● Goal of the exercise: Edit the material below by replacing "deep blue sky" with "pale gray sky" and keeping every other line unchanged.

++++++++++++++++++++

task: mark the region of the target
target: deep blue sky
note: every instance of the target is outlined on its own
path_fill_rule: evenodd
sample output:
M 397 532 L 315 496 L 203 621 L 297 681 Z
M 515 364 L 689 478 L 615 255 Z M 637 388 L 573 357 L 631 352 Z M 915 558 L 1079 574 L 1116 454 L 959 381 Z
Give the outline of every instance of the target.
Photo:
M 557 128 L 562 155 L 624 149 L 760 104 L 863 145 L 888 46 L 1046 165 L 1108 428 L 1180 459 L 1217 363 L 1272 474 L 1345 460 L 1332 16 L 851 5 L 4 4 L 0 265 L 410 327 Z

++++++++++++++++++++

● Full solution:
task: mark the region of the target
target: pale gray sky
note: every instance of the target is outlined on its own
path_fill_rule: evenodd
sample output:
M 397 532 L 315 496 L 203 621 L 297 681 Z
M 515 364 L 689 478 L 615 255 Z M 637 388 L 573 357 L 631 352 Z M 915 558 L 1079 574 L 1116 454 L 959 381 Z
Give the outline of every instance of the target.
Photo:
M 557 128 L 562 155 L 624 149 L 760 104 L 863 145 L 888 46 L 1046 165 L 1108 428 L 1180 459 L 1217 363 L 1272 474 L 1345 460 L 1332 16 L 851 5 L 4 4 L 0 265 L 410 327 Z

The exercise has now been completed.